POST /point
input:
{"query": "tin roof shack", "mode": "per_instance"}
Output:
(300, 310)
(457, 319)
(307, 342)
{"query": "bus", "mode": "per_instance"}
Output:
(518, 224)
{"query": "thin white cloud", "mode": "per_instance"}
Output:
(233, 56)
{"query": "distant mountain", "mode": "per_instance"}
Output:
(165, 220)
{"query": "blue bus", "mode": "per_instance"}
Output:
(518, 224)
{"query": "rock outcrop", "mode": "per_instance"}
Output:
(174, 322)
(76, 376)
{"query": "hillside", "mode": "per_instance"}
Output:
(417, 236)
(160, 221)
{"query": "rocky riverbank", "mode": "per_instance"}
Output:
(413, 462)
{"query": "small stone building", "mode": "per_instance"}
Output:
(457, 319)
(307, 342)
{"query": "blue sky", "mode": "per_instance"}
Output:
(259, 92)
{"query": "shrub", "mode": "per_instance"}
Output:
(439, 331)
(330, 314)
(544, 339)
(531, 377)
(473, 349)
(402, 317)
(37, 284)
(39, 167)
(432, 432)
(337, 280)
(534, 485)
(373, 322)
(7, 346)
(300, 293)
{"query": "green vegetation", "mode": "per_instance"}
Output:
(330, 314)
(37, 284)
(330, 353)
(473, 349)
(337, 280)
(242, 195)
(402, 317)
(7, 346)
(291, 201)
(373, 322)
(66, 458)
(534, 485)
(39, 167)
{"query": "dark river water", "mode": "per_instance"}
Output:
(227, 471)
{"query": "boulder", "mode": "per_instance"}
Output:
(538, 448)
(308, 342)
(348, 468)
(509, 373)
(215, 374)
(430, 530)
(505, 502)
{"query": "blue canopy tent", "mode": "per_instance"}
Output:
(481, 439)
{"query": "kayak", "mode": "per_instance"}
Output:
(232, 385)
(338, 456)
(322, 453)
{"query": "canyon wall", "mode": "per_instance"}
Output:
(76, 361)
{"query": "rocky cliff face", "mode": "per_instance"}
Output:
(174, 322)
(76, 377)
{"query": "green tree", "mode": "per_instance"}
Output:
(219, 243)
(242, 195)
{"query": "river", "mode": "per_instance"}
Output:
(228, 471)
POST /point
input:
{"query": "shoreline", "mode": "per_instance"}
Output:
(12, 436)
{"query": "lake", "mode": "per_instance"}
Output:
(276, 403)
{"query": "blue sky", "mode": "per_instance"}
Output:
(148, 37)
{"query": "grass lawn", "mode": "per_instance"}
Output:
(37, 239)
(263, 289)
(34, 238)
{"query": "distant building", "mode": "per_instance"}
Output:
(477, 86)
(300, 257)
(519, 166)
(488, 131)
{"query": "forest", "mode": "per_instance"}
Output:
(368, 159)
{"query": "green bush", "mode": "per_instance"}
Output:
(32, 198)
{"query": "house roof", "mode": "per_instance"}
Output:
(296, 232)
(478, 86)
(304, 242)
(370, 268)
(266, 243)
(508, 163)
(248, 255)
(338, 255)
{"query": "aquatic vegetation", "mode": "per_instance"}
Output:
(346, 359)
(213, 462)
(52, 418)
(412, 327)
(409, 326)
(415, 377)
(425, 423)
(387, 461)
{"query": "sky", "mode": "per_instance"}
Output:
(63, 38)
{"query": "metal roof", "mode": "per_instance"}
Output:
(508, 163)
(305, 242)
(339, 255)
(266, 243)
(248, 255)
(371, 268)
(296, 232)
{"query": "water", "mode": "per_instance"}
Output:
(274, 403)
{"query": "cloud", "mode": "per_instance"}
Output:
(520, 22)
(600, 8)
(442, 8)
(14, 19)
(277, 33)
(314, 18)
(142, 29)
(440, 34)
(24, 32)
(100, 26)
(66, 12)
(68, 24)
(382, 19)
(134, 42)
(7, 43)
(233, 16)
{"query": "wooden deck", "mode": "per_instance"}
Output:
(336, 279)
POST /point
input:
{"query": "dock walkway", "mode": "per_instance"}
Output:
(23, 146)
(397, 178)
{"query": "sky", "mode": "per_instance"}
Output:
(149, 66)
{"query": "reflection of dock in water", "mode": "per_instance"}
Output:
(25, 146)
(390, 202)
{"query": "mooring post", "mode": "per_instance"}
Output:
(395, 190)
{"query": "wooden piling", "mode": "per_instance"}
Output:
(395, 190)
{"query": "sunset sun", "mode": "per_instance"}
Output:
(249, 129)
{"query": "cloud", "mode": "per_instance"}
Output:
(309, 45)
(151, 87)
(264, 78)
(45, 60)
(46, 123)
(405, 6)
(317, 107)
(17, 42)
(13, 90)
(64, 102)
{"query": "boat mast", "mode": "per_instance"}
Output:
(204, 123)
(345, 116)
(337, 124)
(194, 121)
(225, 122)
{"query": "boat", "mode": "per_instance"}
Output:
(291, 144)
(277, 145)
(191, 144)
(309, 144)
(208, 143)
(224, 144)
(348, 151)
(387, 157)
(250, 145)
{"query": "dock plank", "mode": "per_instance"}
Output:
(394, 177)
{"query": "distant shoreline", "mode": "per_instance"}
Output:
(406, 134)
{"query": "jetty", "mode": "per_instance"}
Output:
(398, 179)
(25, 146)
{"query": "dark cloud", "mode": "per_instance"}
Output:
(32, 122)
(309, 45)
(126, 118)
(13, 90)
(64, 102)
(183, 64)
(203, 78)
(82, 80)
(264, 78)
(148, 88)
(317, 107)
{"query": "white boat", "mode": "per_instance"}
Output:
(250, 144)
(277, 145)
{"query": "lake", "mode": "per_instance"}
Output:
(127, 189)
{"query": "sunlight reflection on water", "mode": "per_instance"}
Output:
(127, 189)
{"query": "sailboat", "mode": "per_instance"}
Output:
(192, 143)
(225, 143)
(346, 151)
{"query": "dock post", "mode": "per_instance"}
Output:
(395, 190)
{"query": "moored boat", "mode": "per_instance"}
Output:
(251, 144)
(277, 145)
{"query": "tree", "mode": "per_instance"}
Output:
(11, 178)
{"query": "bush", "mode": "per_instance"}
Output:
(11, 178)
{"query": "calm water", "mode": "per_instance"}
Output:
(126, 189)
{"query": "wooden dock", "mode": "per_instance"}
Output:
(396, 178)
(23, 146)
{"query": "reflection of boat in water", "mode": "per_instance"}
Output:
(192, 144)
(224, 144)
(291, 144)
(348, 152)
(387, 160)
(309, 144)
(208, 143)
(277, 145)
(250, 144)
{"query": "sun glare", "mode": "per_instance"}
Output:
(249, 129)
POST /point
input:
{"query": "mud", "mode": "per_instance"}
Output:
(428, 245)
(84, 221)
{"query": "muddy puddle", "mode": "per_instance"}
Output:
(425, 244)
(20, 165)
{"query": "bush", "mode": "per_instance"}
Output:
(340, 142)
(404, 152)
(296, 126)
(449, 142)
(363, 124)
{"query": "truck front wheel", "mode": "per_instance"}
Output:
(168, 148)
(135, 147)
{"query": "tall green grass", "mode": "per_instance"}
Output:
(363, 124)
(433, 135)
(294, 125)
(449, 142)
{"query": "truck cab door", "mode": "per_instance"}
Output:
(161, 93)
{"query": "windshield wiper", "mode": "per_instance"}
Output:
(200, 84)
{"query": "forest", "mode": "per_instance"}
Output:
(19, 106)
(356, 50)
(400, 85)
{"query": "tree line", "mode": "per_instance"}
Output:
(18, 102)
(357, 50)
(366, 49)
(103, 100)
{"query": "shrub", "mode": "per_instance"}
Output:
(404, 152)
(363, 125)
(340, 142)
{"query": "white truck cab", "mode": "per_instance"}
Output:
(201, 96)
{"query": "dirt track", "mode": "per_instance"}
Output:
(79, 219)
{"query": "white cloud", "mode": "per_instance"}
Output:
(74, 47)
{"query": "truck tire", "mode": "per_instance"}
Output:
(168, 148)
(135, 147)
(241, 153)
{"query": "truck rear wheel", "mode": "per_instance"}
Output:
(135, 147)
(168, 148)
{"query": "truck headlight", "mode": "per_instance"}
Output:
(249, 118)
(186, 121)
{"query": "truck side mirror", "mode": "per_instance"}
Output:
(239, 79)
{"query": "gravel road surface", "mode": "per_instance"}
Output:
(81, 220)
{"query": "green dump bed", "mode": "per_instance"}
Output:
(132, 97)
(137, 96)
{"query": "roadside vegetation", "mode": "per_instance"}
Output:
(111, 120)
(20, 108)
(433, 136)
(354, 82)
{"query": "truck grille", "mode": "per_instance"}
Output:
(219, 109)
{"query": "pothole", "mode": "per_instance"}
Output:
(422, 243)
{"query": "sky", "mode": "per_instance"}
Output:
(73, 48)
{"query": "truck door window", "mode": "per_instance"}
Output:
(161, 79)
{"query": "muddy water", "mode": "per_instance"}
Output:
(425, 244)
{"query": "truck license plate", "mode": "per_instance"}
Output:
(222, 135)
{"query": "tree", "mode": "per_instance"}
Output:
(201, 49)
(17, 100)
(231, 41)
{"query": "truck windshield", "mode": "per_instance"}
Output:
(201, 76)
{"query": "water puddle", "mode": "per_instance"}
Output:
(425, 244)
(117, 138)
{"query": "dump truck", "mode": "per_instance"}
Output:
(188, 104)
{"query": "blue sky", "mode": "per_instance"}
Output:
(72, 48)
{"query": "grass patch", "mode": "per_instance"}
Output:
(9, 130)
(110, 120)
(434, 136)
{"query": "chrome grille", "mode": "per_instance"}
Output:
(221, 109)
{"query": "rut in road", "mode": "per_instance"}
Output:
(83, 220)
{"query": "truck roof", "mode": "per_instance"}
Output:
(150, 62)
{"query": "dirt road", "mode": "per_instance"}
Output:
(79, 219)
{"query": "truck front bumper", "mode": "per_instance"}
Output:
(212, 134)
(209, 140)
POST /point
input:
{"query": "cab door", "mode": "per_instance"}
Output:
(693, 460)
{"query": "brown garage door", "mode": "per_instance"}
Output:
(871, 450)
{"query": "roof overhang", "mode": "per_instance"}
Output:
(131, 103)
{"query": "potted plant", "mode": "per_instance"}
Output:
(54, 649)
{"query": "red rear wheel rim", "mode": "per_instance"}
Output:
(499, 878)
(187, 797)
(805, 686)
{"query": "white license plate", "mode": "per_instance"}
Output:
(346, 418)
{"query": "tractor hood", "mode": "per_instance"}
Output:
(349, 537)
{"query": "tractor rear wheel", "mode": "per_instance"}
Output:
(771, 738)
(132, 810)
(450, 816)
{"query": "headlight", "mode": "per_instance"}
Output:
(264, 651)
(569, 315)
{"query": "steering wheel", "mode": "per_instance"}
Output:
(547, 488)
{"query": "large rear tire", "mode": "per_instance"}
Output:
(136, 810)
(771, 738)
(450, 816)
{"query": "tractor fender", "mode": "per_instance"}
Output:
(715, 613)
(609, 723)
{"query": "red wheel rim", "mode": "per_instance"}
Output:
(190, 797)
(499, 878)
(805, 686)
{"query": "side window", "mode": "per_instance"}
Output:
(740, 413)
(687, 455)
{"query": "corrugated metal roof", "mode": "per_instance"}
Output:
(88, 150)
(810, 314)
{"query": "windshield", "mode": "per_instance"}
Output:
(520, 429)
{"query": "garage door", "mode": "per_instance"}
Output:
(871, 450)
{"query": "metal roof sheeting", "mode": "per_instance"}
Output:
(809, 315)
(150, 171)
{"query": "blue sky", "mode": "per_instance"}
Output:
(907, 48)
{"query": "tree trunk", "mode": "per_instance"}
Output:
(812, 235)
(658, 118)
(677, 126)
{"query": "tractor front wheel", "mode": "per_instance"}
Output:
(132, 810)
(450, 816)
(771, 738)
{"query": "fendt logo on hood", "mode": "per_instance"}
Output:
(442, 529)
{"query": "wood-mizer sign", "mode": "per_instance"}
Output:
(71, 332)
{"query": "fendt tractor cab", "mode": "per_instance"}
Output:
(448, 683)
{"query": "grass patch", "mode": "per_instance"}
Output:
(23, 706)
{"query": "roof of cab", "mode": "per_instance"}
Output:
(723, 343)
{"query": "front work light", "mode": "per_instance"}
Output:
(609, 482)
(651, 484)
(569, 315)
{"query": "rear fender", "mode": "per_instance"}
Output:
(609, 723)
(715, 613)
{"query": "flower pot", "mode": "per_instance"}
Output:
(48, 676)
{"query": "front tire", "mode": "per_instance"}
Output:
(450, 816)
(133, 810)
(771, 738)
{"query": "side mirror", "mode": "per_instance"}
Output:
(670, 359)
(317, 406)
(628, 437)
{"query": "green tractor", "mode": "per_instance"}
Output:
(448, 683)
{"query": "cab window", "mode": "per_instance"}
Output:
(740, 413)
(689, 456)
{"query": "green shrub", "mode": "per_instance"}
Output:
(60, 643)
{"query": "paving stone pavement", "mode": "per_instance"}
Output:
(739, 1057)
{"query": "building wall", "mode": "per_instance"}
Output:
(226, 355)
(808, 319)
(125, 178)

→ Problem details: Scan the material above for the word "tire". Copy each line where it occurs.

→ Output:
{"query": "truck tire", "mode": "per_instance"}
{"query": "large rear tire", "mode": "per_instance"}
{"query": "front tire", "mode": "per_instance"}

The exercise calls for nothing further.